• [Problem statement] Nothing but the records, transcribed exactly, should appear in the answer; leave the pictures out.

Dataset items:
Start of Block

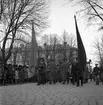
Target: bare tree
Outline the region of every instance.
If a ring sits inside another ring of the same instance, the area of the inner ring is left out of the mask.
[[[51,58],[55,61],[57,44],[59,44],[59,36],[57,34],[50,35],[50,46],[51,46]]]
[[[21,48],[20,55],[22,57],[22,64],[23,65],[28,65],[28,60],[29,60],[28,44],[24,44],[24,47]]]
[[[57,34],[44,34],[41,38],[41,42],[44,45],[46,59],[48,57],[55,59],[55,55],[57,52],[57,44],[60,43],[59,36]]]
[[[44,49],[44,54],[45,54],[45,59],[46,59],[46,63],[48,65],[48,58],[50,56],[50,49],[49,49],[49,45],[50,45],[50,35],[44,34],[41,37],[41,44],[42,47]]]
[[[77,13],[83,13],[89,25],[99,25],[103,29],[103,0],[68,0],[75,2],[81,8]]]
[[[47,35],[47,34],[44,34],[42,37],[41,37],[41,44],[43,45],[44,43],[46,43],[47,45],[50,44],[50,35]]]
[[[0,3],[0,32],[3,35],[0,60],[5,65],[18,33],[25,37],[31,33],[31,20],[34,21],[36,32],[47,27],[49,3],[48,0],[1,0]]]
[[[23,45],[23,46],[21,46],[21,45]],[[28,54],[29,54],[28,45],[30,46],[29,40],[25,39],[24,36],[18,36],[17,40],[15,40],[15,42],[13,44],[14,64],[16,64],[18,56],[21,56],[21,58],[22,58],[21,62],[23,65],[27,64]]]
[[[63,35],[62,35],[63,43],[67,42],[67,37],[68,37],[68,33],[64,30]]]
[[[103,35],[101,36],[100,40],[94,42],[95,53],[97,57],[97,62],[103,65]]]
[[[73,51],[76,49],[76,38],[73,34],[68,34],[65,30],[62,37],[59,37],[57,34],[45,34],[42,36],[41,42],[44,45],[46,58],[50,57],[56,63],[62,62],[65,57],[69,61],[72,60]]]
[[[64,30],[62,37],[61,37],[62,43],[67,42],[71,47],[76,47],[76,38],[73,34],[68,34]]]
[[[23,46],[21,46],[23,45]],[[13,49],[12,49],[12,54],[10,56],[10,58],[8,59],[8,62],[11,64],[16,65],[18,62],[18,59],[20,60],[20,57],[22,58],[22,64],[24,64],[24,62],[27,62],[27,55],[28,55],[28,47],[27,45],[30,46],[30,41],[25,39],[24,36],[20,35],[16,37],[16,40],[14,41],[13,44]]]
[[[62,43],[64,44],[63,47],[64,59],[67,58],[69,62],[72,62],[73,51],[74,48],[76,47],[76,38],[73,34],[68,34],[68,32],[64,30],[61,39]]]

End of Block

• [Response]
Target: bare tree
Outline the region of every instance.
If a ring sits inside another ring of the same instance, the area of the inner ring is left out of the mask.
[[[51,58],[55,61],[57,44],[59,44],[59,36],[57,34],[50,35],[50,46],[51,46]]]
[[[21,48],[20,55],[22,57],[22,64],[23,65],[28,65],[28,60],[29,60],[28,44],[24,44],[24,47]]]
[[[57,34],[44,34],[41,38],[41,42],[44,45],[46,59],[48,57],[55,59],[55,55],[57,52],[57,44],[60,43],[59,36]]]
[[[44,49],[44,54],[45,54],[45,59],[46,59],[46,63],[48,65],[48,58],[50,56],[50,49],[49,49],[49,45],[50,45],[50,35],[44,34],[41,37],[41,44],[42,47]]]
[[[77,13],[83,13],[89,25],[99,25],[103,29],[103,0],[68,0],[75,2],[81,8]]]
[[[47,35],[47,34],[44,34],[42,37],[41,37],[41,44],[43,45],[44,43],[46,43],[47,45],[50,44],[50,35]]]
[[[0,3],[0,32],[3,35],[0,60],[5,65],[18,33],[25,37],[31,33],[31,20],[34,21],[36,32],[47,27],[49,3],[48,0],[1,0]]]
[[[23,45],[23,46],[21,46],[21,45]],[[28,54],[29,54],[28,45],[30,46],[29,40],[25,39],[24,36],[18,36],[17,40],[15,40],[15,42],[13,44],[14,64],[16,64],[18,56],[21,56],[21,58],[22,58],[21,62],[23,65],[27,64]]]
[[[63,35],[62,35],[63,43],[67,42],[67,37],[68,37],[68,33],[64,30]]]
[[[103,35],[101,36],[100,40],[94,42],[95,53],[97,57],[97,62],[103,65]]]
[[[73,51],[76,49],[76,38],[73,34],[68,34],[65,30],[62,37],[59,37],[57,34],[45,34],[42,36],[41,42],[44,45],[46,58],[50,57],[56,63],[62,62],[65,57],[69,61],[72,60]]]
[[[64,30],[62,37],[61,37],[62,43],[67,42],[71,47],[76,47],[76,38],[73,34],[68,34]]]
[[[23,46],[21,46],[23,45]],[[13,49],[12,49],[12,54],[10,56],[10,58],[8,59],[8,62],[11,64],[16,65],[18,62],[18,59],[20,60],[20,57],[22,58],[22,64],[24,64],[24,62],[27,62],[27,55],[28,55],[28,47],[27,45],[30,46],[30,41],[25,39],[24,36],[20,35],[16,37],[16,40],[14,41],[13,44]]]
[[[62,43],[64,44],[63,47],[64,59],[67,58],[69,62],[72,62],[73,51],[74,48],[76,47],[76,38],[73,34],[68,34],[68,32],[64,30],[61,39]]]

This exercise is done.